## [ASSIGNMENT]
All of the data, from the first line to the last, should be reproduced without alteration.

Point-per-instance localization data
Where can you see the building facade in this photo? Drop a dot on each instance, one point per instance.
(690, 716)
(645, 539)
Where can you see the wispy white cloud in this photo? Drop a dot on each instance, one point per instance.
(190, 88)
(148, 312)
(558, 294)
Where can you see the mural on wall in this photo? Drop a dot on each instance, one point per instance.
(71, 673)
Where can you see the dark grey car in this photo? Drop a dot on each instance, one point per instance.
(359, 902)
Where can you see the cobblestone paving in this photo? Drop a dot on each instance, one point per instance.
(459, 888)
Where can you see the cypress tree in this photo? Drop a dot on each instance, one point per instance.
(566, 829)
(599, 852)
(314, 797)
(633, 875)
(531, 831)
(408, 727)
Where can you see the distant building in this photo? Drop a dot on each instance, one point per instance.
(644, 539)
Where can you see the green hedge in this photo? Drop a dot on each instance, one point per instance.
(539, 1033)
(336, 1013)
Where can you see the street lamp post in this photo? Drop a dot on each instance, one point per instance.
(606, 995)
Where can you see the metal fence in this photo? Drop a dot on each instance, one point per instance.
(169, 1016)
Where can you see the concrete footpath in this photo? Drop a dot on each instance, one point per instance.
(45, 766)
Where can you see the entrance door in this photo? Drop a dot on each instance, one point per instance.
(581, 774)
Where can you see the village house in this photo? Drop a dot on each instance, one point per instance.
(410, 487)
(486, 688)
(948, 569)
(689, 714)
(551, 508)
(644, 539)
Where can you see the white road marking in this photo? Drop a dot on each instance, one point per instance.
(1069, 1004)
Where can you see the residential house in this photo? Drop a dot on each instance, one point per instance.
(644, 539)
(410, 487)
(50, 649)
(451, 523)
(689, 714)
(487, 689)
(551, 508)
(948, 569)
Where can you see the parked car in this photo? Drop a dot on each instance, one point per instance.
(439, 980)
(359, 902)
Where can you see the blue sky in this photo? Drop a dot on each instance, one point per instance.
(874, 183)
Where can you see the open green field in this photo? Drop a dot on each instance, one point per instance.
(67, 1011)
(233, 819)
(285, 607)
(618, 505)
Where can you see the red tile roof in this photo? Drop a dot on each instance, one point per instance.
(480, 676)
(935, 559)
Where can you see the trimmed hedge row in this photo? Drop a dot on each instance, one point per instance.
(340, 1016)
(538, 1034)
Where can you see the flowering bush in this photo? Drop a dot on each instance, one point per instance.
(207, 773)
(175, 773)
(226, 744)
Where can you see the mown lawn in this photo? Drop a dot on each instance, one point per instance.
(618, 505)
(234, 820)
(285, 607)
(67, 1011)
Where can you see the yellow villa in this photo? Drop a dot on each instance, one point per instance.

## [ANSWER BOX]
Where can you see the building facade in this photo? Drop a dot on each instance, one point per instance.
(690, 716)
(645, 539)
Where can you see the wispy white cloud in this photo? Drop a dot on each instance, one point per instance.
(190, 88)
(148, 312)
(558, 294)
Where can you see the mural on wall in this photo? Drop a dot on each instance, one point per instance.
(71, 673)
Where can you see the dark grey car in this photo? Drop a dot on each instance, one point per instance.
(359, 902)
Where can you see the cobblestone paving in this photo? Drop a dot on each instance, one point per instance.
(459, 888)
Where can you see the cypress tree in this photo? Drop a dot on each instance, one point per instance.
(566, 829)
(599, 852)
(314, 797)
(633, 875)
(531, 831)
(408, 727)
Where can you see the distant building in this photo? Drop a dot on each instance, one point per instance.
(644, 539)
Where can you see the green hedge in this photo? Drop a dot on each instance, one point per instance.
(539, 1033)
(336, 1013)
Where can you see the street lamp post in this photo? Drop a dot on each instance, one point per instance.
(606, 995)
Where can you see the metal fence in this photo? Drop a dot on each instance, one point per instance.
(169, 1016)
Where can you see the concrete footpath in this photo? Drop a dot on each instance, one point per instance.
(45, 766)
Where can you see the entrance door in this photo? Drop a dot on each instance, one point per instance.
(581, 774)
Where can you see the village house in this photo? Drop a dot on each instance, one point per instance.
(410, 487)
(486, 688)
(948, 569)
(689, 714)
(551, 508)
(644, 539)
Where can you see the white road marking in this photo? Drop a dot on each instance, one point per instance.
(1069, 1004)
Where can you see the residential house in this photo? Drop a dot on each instance, one point per instance.
(644, 539)
(410, 487)
(50, 649)
(451, 523)
(689, 714)
(487, 689)
(551, 508)
(948, 569)
Where can you see the parked car in this photo? Drop a dot on each instance, one point per instance.
(439, 980)
(359, 902)
Where can you see the blue sky in this photo? Drop a dot on each instance, one point per instance.
(874, 183)
Where can you see the open green field in this photo? Drop a dot on each instance, one point per instance.
(67, 1011)
(233, 819)
(285, 607)
(618, 505)
Where can you see the red tile roof in this photo? Drop a dot on each instance, one point per instance.
(480, 676)
(935, 559)
Where can you see the trimmed hedge row in this photo? Drop a dot on each instance, one point per instance.
(340, 1016)
(538, 1034)
Where can you see the flowering bush in this photo? Drop a dot on each instance, one point per instance.
(207, 773)
(175, 773)
(226, 744)
Where can you see the mown lawn in this photo? Drop a dot on each instance, one point per instance.
(618, 505)
(234, 820)
(285, 607)
(67, 1011)
Where can you see the yellow villa in this photo? Drop a dot on each instance, one point per instance.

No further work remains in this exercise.